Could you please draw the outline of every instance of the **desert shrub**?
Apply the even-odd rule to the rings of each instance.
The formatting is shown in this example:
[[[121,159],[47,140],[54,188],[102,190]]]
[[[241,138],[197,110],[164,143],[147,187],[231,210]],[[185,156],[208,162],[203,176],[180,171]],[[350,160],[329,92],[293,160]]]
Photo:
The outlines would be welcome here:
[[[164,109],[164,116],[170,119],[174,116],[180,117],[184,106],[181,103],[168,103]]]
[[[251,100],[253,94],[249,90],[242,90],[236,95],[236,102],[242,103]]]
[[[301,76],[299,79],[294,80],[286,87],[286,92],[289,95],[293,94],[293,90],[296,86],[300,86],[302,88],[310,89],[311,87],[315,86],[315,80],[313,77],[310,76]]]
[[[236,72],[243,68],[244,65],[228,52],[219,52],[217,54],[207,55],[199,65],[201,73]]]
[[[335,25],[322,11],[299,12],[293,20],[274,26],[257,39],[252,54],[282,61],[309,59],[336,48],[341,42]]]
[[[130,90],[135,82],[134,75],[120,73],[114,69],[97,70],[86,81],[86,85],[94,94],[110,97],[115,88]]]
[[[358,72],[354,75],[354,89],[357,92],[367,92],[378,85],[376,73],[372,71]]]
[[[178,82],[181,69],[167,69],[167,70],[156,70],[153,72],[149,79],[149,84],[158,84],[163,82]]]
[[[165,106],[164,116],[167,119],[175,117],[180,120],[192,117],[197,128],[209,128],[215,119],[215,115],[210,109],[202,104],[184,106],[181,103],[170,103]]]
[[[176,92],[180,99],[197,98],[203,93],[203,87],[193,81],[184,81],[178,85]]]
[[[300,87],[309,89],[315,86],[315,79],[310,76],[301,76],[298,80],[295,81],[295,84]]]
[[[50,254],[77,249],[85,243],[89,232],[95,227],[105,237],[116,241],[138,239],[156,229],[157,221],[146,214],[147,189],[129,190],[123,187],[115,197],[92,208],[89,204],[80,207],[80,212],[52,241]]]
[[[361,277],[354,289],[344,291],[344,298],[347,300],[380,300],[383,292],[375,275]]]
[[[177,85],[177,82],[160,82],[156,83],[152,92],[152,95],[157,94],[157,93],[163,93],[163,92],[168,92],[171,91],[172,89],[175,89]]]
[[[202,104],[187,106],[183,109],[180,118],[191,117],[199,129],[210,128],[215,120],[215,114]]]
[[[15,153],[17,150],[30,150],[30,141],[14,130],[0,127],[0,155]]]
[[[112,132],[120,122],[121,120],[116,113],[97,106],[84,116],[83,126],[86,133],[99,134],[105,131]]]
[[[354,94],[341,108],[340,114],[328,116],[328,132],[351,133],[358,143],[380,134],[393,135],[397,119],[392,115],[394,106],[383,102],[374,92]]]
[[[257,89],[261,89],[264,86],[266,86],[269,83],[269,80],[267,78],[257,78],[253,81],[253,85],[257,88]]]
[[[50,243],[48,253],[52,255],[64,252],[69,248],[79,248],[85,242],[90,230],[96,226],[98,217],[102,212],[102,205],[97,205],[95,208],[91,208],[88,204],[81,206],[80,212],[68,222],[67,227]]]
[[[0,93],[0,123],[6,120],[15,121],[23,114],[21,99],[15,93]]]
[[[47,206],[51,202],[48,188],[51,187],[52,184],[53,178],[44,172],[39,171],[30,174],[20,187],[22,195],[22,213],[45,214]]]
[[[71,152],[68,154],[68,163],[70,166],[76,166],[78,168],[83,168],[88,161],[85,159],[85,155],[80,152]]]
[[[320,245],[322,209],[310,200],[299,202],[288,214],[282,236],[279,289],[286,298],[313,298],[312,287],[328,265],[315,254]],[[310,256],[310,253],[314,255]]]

==============================

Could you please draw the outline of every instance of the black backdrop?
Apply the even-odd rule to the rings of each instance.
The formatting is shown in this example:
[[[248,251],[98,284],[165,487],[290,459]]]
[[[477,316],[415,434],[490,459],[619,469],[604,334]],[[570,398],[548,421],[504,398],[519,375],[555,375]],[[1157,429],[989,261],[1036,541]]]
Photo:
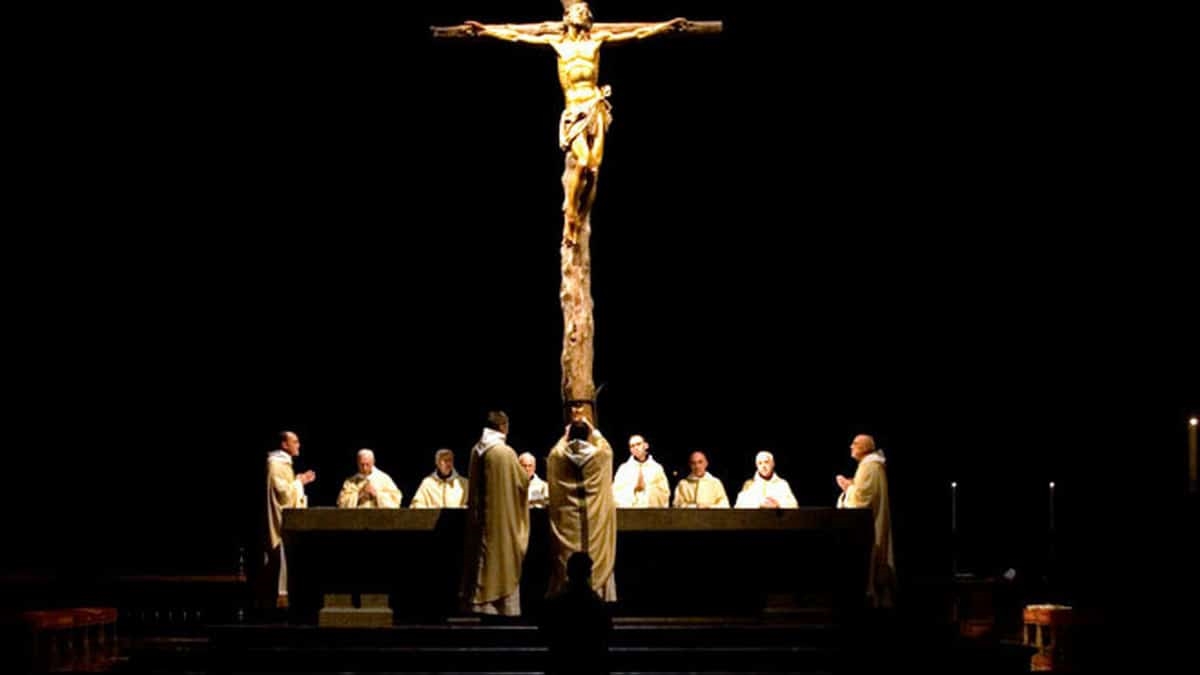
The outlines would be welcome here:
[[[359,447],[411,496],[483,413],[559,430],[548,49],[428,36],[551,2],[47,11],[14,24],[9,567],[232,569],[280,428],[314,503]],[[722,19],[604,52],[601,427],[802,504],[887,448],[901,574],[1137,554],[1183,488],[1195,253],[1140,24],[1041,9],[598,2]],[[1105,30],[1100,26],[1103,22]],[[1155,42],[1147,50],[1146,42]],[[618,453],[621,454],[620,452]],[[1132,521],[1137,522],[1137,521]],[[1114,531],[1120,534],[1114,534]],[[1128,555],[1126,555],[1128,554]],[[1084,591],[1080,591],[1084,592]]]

==============================

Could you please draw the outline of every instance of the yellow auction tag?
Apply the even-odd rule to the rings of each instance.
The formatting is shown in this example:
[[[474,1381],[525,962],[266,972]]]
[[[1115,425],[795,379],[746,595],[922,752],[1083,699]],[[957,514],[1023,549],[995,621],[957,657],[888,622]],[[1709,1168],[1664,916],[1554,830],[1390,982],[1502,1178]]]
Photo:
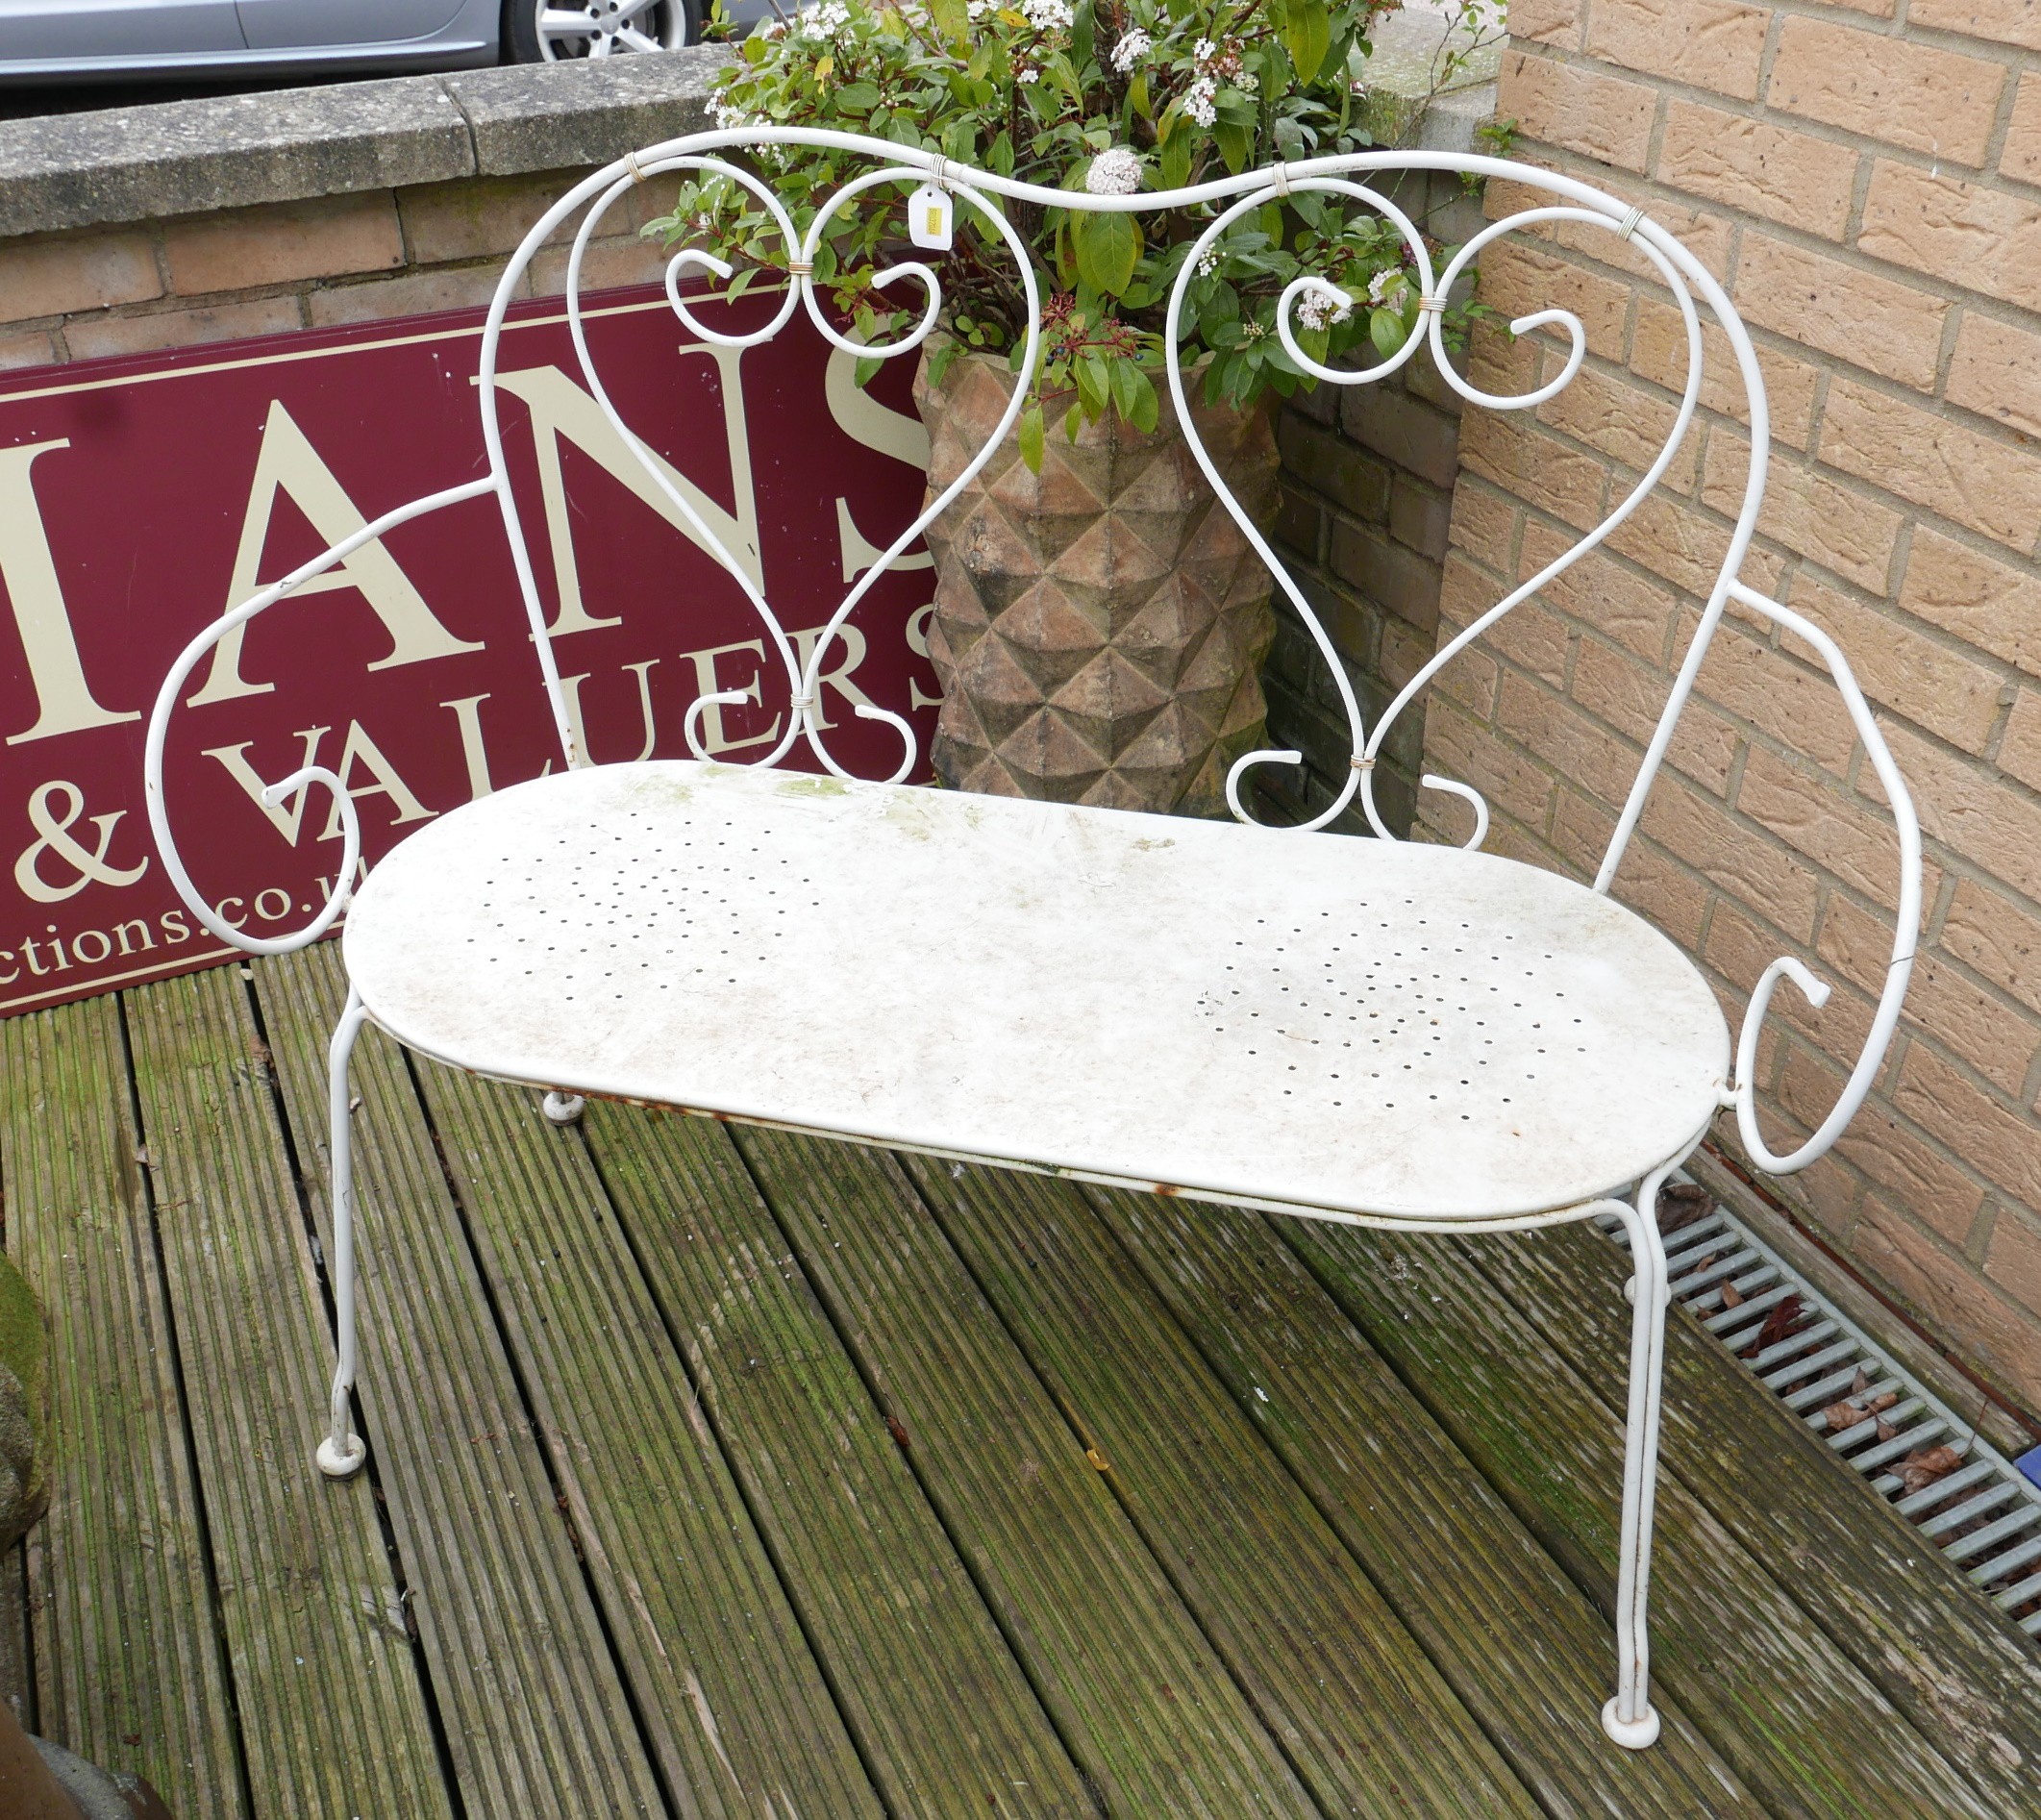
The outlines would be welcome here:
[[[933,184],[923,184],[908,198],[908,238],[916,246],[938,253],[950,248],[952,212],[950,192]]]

==============================

List every line above containing the word "Could".

§ ANSWER AREA:
Could you please draw the outline of every instance of the **desert shrub**?
Could you please draw the outline of every instance of the black backdrop?
Could you please draw the outline of every instance of the yellow auction tag?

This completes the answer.